▸ Material shown
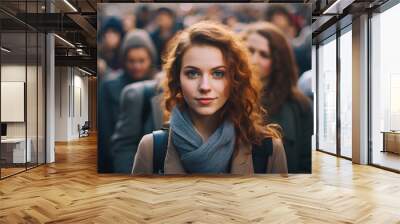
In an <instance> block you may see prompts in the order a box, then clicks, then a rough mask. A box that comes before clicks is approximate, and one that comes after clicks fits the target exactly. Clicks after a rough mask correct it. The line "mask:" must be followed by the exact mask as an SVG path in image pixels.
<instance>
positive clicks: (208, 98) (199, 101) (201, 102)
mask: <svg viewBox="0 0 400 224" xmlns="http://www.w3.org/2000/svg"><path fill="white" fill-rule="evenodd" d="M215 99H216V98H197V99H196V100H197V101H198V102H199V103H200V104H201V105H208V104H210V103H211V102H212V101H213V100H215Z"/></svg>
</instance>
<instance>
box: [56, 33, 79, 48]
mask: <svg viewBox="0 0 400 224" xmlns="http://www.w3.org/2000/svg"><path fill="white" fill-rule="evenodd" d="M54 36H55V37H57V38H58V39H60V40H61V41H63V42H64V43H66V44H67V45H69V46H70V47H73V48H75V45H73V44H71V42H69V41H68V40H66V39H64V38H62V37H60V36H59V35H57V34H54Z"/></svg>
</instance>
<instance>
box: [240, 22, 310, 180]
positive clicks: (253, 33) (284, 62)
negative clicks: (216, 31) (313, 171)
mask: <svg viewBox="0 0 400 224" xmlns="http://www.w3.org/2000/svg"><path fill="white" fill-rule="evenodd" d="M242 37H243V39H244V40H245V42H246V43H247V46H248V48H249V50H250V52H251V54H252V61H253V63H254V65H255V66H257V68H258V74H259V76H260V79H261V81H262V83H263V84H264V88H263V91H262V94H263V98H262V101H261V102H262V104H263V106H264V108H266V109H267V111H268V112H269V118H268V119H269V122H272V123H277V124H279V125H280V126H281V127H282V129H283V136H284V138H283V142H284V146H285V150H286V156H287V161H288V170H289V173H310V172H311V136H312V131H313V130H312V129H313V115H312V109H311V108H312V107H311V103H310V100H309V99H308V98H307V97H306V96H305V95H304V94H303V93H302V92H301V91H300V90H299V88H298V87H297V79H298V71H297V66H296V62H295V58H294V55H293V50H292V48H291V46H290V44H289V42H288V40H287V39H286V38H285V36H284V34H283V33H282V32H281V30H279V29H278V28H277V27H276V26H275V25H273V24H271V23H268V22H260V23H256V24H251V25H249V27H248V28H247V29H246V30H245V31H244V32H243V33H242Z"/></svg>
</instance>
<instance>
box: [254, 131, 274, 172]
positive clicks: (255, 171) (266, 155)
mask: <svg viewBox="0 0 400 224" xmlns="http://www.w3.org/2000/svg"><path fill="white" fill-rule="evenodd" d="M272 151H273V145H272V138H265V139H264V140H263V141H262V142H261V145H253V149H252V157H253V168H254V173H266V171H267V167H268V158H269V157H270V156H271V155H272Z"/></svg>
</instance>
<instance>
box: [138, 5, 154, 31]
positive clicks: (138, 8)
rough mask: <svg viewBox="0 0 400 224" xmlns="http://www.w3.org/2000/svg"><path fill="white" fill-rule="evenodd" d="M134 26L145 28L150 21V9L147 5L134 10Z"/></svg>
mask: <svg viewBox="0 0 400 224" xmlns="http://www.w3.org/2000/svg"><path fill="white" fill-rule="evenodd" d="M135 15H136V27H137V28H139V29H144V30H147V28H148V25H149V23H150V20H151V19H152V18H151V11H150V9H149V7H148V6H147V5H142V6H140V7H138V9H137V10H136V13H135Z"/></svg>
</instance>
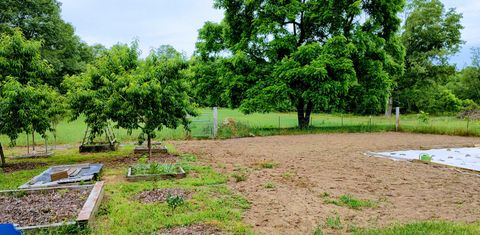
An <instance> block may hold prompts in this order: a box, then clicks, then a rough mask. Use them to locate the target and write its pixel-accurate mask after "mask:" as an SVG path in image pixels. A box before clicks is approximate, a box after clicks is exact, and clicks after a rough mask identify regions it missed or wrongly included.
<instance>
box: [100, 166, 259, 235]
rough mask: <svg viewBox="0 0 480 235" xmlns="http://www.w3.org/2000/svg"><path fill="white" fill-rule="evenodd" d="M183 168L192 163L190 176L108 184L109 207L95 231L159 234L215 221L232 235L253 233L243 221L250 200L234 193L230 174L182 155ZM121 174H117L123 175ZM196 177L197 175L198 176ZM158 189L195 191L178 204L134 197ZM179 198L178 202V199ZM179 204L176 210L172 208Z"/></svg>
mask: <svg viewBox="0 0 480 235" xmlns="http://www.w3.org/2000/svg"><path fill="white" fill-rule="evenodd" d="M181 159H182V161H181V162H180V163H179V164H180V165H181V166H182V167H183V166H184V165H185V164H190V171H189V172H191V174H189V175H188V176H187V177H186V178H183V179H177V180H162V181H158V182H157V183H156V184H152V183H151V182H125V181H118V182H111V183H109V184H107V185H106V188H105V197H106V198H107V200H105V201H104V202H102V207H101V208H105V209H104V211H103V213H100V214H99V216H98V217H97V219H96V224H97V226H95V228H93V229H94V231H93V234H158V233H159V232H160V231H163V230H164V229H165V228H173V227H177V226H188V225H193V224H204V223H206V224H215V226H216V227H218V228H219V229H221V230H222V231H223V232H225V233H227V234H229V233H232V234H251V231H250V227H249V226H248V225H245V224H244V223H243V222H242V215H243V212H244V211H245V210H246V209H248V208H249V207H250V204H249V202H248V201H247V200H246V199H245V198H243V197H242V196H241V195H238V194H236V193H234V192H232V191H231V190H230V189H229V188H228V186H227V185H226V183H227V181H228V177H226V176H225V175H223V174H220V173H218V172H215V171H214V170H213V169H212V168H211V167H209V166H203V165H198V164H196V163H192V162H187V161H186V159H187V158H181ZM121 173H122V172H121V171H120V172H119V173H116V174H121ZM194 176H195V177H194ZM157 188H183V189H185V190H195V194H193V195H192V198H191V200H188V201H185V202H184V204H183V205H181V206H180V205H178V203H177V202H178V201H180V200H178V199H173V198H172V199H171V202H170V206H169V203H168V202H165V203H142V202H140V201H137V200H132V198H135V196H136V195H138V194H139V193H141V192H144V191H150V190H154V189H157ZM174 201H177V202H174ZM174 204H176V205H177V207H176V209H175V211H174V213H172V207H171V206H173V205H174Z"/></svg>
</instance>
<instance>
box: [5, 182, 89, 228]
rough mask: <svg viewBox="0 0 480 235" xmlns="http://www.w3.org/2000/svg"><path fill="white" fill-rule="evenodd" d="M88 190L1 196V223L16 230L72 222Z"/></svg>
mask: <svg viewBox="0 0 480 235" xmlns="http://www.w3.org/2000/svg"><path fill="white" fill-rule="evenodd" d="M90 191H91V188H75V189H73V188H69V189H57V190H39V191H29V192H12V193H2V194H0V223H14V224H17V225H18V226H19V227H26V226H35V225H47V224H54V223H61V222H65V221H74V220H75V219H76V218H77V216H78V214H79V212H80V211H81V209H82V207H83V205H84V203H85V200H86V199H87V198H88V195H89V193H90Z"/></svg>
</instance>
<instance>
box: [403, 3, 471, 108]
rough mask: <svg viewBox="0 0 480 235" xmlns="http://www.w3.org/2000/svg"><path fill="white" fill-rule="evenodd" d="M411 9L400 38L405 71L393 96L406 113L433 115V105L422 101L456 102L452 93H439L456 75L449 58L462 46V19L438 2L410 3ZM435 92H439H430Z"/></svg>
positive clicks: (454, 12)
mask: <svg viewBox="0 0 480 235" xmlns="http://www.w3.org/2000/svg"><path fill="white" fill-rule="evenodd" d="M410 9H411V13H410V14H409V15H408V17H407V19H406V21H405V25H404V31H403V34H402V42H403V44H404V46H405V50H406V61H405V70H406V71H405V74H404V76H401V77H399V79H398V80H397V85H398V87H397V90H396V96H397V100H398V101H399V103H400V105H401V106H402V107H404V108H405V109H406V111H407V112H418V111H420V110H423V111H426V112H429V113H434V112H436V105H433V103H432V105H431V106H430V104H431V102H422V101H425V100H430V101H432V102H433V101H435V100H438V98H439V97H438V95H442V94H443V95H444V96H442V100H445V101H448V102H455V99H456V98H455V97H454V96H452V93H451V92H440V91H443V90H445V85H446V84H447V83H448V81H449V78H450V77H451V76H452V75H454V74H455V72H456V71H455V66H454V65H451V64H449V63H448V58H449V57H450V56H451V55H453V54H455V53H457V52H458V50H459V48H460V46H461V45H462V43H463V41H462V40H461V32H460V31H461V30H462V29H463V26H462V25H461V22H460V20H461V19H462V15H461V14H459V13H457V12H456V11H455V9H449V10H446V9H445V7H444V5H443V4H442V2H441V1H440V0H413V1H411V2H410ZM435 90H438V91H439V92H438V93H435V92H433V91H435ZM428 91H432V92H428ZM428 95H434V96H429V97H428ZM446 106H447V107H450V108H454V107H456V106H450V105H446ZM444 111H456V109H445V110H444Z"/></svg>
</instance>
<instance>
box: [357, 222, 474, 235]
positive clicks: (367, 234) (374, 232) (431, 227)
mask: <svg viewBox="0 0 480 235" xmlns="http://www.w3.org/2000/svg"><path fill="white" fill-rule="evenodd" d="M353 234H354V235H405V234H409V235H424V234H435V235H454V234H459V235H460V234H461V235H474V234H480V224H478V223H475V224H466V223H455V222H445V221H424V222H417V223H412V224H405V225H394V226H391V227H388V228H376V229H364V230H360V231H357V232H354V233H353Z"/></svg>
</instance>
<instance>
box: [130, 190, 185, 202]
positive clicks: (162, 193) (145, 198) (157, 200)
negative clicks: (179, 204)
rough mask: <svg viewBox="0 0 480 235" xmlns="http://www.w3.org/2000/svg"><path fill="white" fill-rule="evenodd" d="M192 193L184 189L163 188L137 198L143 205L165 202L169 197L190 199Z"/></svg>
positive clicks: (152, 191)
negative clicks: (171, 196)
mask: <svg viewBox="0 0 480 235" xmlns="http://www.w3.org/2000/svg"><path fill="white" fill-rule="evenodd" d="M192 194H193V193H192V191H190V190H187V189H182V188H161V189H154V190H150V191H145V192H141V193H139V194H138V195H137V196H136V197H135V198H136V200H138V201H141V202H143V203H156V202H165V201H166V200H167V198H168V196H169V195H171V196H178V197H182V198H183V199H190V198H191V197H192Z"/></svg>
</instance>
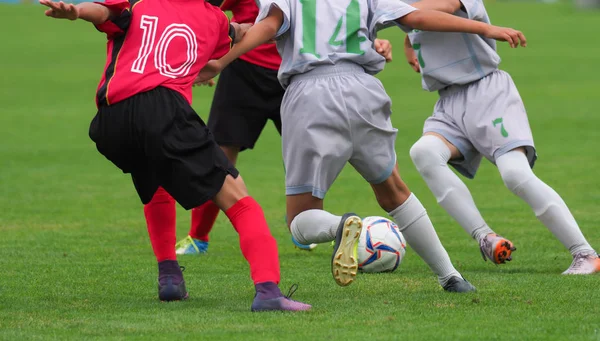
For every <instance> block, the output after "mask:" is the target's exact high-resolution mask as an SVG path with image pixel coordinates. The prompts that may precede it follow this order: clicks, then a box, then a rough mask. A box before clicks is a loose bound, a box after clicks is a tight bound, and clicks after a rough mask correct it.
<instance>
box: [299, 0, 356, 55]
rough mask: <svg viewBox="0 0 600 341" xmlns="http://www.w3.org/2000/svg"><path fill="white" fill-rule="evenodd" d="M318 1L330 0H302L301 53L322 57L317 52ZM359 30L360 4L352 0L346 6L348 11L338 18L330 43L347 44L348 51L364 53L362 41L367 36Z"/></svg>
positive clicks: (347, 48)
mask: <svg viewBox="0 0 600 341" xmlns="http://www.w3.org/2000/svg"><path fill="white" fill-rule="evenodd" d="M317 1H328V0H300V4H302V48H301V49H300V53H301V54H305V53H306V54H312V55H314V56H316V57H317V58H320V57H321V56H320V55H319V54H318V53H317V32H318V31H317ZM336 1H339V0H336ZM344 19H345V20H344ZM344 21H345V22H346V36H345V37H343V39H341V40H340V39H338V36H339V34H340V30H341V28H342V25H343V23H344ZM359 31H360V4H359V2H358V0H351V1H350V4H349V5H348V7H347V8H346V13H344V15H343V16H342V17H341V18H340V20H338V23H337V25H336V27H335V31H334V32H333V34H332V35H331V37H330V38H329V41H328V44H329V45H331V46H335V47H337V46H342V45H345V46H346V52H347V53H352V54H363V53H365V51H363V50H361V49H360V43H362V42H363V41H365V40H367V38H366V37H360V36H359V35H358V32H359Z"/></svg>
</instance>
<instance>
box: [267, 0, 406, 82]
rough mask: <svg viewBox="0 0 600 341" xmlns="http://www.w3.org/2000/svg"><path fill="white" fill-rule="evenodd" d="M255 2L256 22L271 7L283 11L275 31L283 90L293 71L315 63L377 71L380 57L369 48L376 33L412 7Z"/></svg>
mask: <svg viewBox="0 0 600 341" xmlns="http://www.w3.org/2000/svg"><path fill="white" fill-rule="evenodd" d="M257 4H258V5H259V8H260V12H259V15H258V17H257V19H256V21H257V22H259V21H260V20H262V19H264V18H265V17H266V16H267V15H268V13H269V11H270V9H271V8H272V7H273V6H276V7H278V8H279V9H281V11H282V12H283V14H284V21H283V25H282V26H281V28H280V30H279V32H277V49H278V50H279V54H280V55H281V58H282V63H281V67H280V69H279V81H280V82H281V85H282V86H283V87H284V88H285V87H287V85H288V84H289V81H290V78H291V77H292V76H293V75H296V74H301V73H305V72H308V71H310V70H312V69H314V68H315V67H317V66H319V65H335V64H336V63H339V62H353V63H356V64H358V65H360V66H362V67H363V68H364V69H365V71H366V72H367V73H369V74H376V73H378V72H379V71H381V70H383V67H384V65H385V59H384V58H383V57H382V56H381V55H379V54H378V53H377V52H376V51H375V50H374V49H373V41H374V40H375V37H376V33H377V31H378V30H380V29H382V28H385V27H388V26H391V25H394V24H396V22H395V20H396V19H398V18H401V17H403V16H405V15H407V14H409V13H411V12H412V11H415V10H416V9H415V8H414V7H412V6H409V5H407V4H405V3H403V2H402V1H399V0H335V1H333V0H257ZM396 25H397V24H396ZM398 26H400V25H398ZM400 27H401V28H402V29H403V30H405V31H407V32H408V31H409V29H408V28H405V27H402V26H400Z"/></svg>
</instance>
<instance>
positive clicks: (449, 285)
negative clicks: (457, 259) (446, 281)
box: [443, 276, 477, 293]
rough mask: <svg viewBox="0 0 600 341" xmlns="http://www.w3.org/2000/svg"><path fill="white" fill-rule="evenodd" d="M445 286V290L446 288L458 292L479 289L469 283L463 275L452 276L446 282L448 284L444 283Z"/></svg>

▸ What you have to do
Exactly as written, please give again the lines from the beginning of the listing through the line containing "positive clicks: (253, 33) (284, 62)", inclusive, without any pictures.

▸ Solution
In an <instance> block you may see prompts in the order a box, then clicks, then a rough mask. A box that comes before clicks is approximate, and one that comes after clicks fits the target exactly. Clicks after a rough mask correct it. The line "mask:" must be followed by the exact mask as an SVG path in image pixels.
<instance>
positive clicks: (208, 98) (199, 101) (201, 102)
mask: <svg viewBox="0 0 400 224" xmlns="http://www.w3.org/2000/svg"><path fill="white" fill-rule="evenodd" d="M215 99H216V98H197V99H196V100H197V101H198V102H199V103H200V104H201V105H208V104H210V103H211V102H212V101H213V100H215Z"/></svg>
</instance>
<instance>
box: [56, 33, 79, 48]
mask: <svg viewBox="0 0 400 224" xmlns="http://www.w3.org/2000/svg"><path fill="white" fill-rule="evenodd" d="M54 36H55V37H57V38H58V39H60V40H61V41H63V42H64V43H66V44H67V45H69V46H70V47H73V48H75V45H73V44H71V42H69V41H68V40H66V39H64V38H62V37H60V36H59V35H57V34H54Z"/></svg>
</instance>
<instance>
box: [240, 22, 310, 180]
positive clicks: (253, 33) (284, 62)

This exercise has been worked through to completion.